» What is needed: Copy the lines below verbatim, but only from the line containing "Objective — one point per instance of the black flowboard" through the end of the data.

» Extracted information:
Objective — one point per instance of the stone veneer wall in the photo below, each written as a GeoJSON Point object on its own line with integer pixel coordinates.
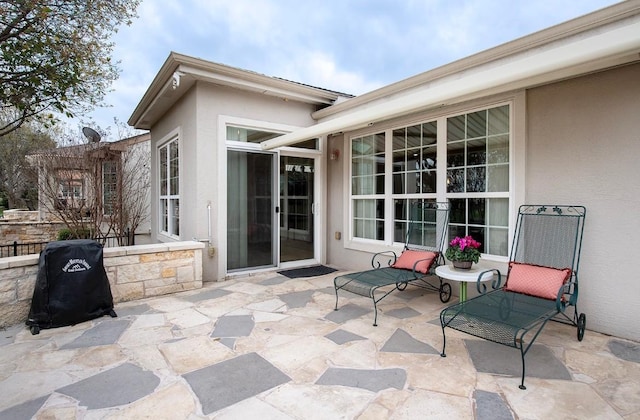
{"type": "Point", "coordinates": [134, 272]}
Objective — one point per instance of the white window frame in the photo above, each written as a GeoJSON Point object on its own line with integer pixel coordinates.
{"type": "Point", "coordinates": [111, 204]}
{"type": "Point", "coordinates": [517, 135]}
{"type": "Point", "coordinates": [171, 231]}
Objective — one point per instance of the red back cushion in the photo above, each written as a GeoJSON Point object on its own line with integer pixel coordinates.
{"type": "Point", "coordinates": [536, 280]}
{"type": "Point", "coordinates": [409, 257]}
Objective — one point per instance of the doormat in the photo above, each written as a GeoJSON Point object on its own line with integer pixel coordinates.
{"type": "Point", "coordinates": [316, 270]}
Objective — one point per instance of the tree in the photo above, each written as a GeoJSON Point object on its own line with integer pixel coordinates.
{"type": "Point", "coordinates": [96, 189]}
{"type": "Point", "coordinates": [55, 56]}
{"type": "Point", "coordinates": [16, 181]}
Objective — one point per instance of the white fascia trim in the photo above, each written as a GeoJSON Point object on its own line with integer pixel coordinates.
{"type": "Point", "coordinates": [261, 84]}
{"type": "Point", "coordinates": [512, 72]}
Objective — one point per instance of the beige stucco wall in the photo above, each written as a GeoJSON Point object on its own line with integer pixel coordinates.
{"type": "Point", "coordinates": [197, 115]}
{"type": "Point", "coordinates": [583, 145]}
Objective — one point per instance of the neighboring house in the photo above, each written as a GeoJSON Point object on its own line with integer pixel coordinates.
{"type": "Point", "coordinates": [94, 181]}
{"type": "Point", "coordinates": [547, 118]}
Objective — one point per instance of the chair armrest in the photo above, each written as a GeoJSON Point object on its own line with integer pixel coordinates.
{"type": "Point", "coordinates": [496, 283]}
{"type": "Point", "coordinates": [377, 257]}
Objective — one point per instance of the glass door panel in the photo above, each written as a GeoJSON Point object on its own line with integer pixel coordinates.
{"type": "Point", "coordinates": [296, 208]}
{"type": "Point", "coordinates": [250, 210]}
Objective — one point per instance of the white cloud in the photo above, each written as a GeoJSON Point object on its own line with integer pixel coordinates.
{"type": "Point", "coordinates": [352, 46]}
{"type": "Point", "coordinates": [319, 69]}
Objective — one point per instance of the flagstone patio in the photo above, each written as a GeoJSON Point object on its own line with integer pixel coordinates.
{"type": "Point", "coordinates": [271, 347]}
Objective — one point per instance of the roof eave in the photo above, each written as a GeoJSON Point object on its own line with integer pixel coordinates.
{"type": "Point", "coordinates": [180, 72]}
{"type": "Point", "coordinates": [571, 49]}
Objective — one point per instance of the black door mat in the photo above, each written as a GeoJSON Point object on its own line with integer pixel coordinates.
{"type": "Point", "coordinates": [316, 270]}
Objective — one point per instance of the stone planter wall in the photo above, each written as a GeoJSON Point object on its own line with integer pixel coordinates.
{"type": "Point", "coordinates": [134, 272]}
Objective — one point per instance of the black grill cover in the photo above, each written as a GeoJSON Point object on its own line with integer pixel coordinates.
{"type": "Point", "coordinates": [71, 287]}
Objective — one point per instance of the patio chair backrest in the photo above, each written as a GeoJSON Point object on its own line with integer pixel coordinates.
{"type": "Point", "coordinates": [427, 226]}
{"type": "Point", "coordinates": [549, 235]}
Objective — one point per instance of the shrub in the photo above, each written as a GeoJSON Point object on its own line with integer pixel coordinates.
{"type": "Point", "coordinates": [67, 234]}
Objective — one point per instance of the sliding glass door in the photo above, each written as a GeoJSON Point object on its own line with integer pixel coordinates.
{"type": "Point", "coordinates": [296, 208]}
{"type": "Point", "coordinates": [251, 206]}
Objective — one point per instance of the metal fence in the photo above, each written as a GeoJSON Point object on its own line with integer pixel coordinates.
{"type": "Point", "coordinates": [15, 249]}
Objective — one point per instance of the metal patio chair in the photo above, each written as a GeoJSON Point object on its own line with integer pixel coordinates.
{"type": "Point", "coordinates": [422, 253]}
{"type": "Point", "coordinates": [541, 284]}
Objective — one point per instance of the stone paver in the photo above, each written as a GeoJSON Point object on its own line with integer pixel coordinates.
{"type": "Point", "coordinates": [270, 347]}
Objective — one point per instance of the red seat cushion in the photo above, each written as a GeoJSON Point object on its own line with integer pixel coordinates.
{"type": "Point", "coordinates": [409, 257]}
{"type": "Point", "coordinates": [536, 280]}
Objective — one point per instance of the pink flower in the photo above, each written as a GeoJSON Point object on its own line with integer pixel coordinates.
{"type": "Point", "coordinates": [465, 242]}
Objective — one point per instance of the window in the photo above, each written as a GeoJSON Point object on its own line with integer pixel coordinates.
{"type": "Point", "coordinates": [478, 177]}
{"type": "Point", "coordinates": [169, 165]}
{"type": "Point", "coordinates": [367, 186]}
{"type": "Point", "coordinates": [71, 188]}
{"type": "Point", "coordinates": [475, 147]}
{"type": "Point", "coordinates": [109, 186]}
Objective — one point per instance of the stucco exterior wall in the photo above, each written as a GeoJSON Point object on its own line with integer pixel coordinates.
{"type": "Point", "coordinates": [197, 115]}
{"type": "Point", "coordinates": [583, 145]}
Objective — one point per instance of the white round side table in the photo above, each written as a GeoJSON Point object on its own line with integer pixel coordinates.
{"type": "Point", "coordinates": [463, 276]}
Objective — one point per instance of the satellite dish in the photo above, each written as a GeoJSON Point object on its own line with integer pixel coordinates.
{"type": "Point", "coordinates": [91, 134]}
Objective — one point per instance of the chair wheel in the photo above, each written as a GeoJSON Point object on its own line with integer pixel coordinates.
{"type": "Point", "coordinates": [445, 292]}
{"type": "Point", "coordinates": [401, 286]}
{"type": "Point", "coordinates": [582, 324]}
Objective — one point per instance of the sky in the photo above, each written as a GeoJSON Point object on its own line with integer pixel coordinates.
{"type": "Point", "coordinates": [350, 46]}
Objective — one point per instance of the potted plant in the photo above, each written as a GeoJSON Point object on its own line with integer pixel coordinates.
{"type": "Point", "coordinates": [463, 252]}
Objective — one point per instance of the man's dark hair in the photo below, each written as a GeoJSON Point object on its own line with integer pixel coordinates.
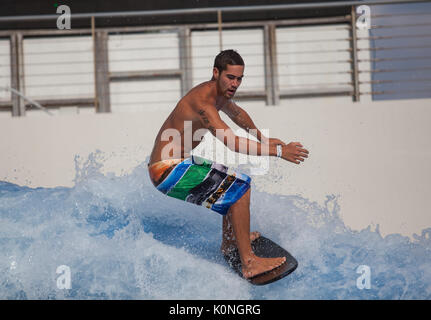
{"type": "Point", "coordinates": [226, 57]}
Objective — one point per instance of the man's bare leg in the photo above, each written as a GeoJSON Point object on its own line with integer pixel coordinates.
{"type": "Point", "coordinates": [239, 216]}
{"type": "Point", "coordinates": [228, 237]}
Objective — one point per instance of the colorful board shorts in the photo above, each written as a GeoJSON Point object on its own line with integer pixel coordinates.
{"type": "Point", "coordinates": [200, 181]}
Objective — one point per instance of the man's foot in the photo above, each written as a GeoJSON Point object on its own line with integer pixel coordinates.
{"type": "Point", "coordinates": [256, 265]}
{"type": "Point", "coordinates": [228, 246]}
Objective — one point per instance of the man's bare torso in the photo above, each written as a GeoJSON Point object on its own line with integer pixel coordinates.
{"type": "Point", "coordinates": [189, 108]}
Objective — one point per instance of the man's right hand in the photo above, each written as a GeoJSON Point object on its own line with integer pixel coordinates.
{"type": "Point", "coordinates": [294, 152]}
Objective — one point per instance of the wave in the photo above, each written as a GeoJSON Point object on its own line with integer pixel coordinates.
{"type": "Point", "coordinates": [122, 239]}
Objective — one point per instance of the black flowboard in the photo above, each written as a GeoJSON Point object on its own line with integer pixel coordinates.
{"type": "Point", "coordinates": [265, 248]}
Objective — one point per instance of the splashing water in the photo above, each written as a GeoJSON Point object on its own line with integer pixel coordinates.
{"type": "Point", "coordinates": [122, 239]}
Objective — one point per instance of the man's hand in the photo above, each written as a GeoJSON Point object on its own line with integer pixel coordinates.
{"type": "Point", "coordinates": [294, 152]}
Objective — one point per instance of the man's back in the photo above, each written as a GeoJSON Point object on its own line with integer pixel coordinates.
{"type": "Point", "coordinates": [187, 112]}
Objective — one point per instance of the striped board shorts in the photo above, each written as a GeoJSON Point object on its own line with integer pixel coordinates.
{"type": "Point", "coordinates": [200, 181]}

» The completed task:
Objective — one point per instance of the black flowboard in the photo above, each written as a GeoJSON Point object on its own line with integer pixel coordinates.
{"type": "Point", "coordinates": [265, 248]}
Objective — one point per instance of the splashing water in the photo above, each written as a GeoJSON Point object on its own line with integer pixel coordinates.
{"type": "Point", "coordinates": [122, 239]}
Objective — one point per instance of the man's hand in the photo above, each written as a GeoJSON Point object on its own line with integer pixel coordinates.
{"type": "Point", "coordinates": [294, 152]}
Objective — one point per instance of the man's back in the photo above, each written as a GeoJSON Point object on its own line with integer pixel coordinates.
{"type": "Point", "coordinates": [187, 112]}
Objective — one point per instance of the striped board shorts in the photo above, each written as a GeoJSON Point object on its own line with integer pixel coordinates.
{"type": "Point", "coordinates": [200, 181]}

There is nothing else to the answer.